[Photo object pointing records]
::::

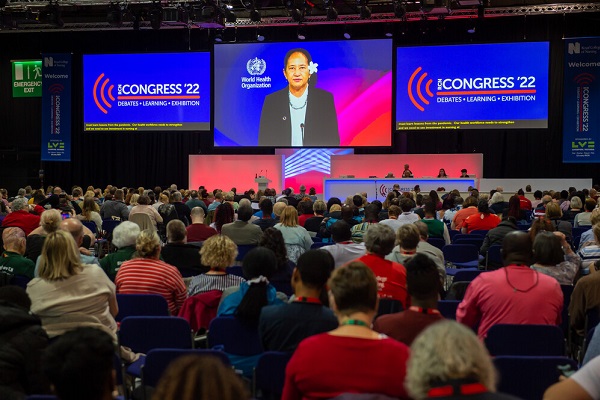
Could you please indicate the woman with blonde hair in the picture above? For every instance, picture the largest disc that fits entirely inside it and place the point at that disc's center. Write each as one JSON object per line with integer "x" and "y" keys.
{"x": 218, "y": 252}
{"x": 147, "y": 274}
{"x": 448, "y": 361}
{"x": 66, "y": 287}
{"x": 90, "y": 212}
{"x": 297, "y": 239}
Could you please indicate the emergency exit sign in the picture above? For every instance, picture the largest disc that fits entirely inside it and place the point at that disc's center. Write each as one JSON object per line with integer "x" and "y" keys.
{"x": 27, "y": 78}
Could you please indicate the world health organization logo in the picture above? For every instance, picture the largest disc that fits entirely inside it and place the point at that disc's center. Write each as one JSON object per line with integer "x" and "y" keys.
{"x": 256, "y": 66}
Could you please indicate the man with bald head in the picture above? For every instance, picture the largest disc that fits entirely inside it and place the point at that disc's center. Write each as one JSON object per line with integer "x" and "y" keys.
{"x": 514, "y": 294}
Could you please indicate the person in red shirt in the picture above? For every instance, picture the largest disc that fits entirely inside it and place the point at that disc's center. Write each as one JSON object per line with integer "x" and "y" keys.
{"x": 351, "y": 358}
{"x": 482, "y": 220}
{"x": 515, "y": 294}
{"x": 391, "y": 276}
{"x": 524, "y": 201}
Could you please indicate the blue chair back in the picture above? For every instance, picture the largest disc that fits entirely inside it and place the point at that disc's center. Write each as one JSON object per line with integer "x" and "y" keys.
{"x": 157, "y": 361}
{"x": 528, "y": 377}
{"x": 235, "y": 336}
{"x": 525, "y": 340}
{"x": 448, "y": 308}
{"x": 140, "y": 305}
{"x": 437, "y": 242}
{"x": 269, "y": 374}
{"x": 143, "y": 334}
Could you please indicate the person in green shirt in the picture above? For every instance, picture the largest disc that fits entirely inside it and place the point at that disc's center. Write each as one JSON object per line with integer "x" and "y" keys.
{"x": 12, "y": 261}
{"x": 124, "y": 237}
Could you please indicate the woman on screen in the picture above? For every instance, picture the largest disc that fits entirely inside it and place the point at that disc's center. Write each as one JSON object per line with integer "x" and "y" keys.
{"x": 299, "y": 114}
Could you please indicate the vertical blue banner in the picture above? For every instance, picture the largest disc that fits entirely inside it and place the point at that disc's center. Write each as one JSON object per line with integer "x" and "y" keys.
{"x": 581, "y": 99}
{"x": 56, "y": 107}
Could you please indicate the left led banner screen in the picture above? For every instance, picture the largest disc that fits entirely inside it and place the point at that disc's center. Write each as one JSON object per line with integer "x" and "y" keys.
{"x": 147, "y": 92}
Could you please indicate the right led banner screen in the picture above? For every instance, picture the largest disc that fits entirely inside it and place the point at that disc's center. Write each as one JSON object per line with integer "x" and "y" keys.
{"x": 483, "y": 86}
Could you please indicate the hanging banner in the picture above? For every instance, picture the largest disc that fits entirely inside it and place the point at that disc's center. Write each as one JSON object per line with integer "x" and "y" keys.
{"x": 581, "y": 99}
{"x": 27, "y": 78}
{"x": 56, "y": 107}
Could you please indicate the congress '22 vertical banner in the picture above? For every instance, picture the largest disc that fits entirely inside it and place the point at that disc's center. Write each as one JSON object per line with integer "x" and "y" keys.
{"x": 581, "y": 120}
{"x": 56, "y": 107}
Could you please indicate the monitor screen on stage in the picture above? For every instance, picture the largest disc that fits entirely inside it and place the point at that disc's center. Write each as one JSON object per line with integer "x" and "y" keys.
{"x": 308, "y": 94}
{"x": 479, "y": 86}
{"x": 146, "y": 92}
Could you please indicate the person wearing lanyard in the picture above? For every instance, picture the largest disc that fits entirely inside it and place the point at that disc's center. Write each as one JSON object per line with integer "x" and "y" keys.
{"x": 423, "y": 283}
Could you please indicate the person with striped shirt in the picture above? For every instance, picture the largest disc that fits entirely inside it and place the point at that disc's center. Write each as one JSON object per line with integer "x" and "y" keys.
{"x": 147, "y": 274}
{"x": 218, "y": 252}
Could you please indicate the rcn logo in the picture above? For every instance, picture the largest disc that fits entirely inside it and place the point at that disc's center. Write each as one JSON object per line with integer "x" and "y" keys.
{"x": 102, "y": 91}
{"x": 574, "y": 48}
{"x": 418, "y": 88}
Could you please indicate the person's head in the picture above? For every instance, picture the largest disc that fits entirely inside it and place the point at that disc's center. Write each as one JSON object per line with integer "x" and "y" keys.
{"x": 516, "y": 248}
{"x": 379, "y": 239}
{"x": 79, "y": 364}
{"x": 125, "y": 234}
{"x": 60, "y": 257}
{"x": 289, "y": 216}
{"x": 576, "y": 203}
{"x": 296, "y": 69}
{"x": 74, "y": 227}
{"x": 341, "y": 231}
{"x": 176, "y": 232}
{"x": 353, "y": 288}
{"x": 50, "y": 220}
{"x": 444, "y": 352}
{"x": 313, "y": 269}
{"x": 547, "y": 249}
{"x": 199, "y": 377}
{"x": 14, "y": 240}
{"x": 258, "y": 266}
{"x": 590, "y": 204}
{"x": 319, "y": 207}
{"x": 408, "y": 236}
{"x": 422, "y": 279}
{"x": 218, "y": 252}
{"x": 147, "y": 244}
{"x": 553, "y": 211}
{"x": 273, "y": 239}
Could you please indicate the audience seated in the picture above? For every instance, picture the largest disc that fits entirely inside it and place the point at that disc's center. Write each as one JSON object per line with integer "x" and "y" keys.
{"x": 12, "y": 261}
{"x": 177, "y": 252}
{"x": 447, "y": 361}
{"x": 66, "y": 286}
{"x": 198, "y": 231}
{"x": 391, "y": 276}
{"x": 514, "y": 294}
{"x": 553, "y": 256}
{"x": 344, "y": 250}
{"x": 147, "y": 274}
{"x": 424, "y": 285}
{"x": 23, "y": 341}
{"x": 218, "y": 252}
{"x": 241, "y": 231}
{"x": 296, "y": 238}
{"x": 351, "y": 358}
{"x": 199, "y": 377}
{"x": 80, "y": 365}
{"x": 283, "y": 327}
{"x": 124, "y": 238}
{"x": 20, "y": 217}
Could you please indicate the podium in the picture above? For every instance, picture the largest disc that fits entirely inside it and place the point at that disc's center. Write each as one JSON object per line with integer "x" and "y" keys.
{"x": 262, "y": 182}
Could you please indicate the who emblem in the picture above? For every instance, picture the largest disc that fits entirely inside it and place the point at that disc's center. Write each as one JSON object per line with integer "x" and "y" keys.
{"x": 256, "y": 66}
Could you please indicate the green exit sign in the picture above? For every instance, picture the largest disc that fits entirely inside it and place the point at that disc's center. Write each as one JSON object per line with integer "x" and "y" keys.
{"x": 27, "y": 78}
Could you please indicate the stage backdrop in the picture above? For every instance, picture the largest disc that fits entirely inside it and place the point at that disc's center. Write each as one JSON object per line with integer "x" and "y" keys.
{"x": 421, "y": 165}
{"x": 239, "y": 171}
{"x": 581, "y": 119}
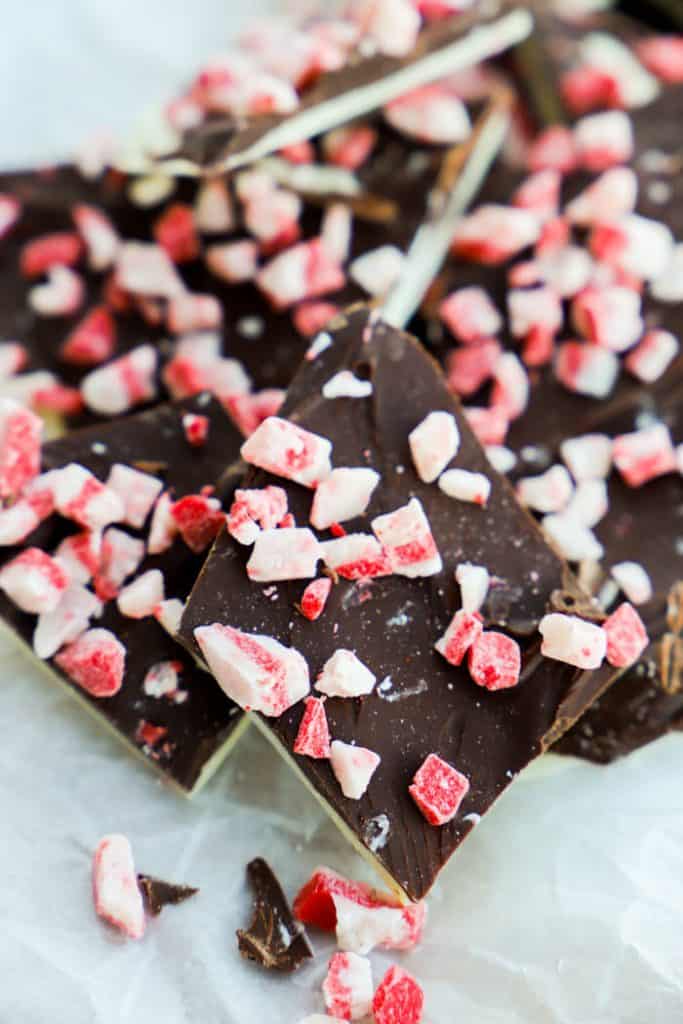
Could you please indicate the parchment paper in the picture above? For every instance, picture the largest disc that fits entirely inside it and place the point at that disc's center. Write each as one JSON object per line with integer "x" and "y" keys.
{"x": 563, "y": 907}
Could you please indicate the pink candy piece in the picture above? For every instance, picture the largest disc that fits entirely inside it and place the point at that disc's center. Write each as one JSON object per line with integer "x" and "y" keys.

::::

* [Set problem]:
Repeat the lines of the records verbatim, starting at the line containing "Could you please indicate the green" and stopping after the final line. Images stay out.

* [Task solution]:
Could you please indicate the green exit sign in the picture above? For every instance, picture the largest disc that fits entirely inside it and place the point at that disc's center. Write each as one JSON object per line with integer "x" and "y" keys.
{"x": 27, "y": 78}
Could you please indicate the stage backdrop in the picture above? For every instance, picture the largest disc that fits entirely inside it and place the point at that disc's center. Write each as one JSON object per line with integer "x" and "y" keys.
{"x": 421, "y": 165}
{"x": 239, "y": 171}
{"x": 581, "y": 119}
Could you please indicate the parchment paper in the picture above? For every instance, picture the largest disc that fits entirely inside it and place the point at that disc's center. Write each as one JSON object per line with integer "x" and "y" keys.
{"x": 563, "y": 907}
Could you please indicate the pink candy piece in the picture above? For every instance, picture the largest disc that fits entirely inside it and place the point at that disc's center. Write each as one JSON object per line with integer "x" and "y" keys.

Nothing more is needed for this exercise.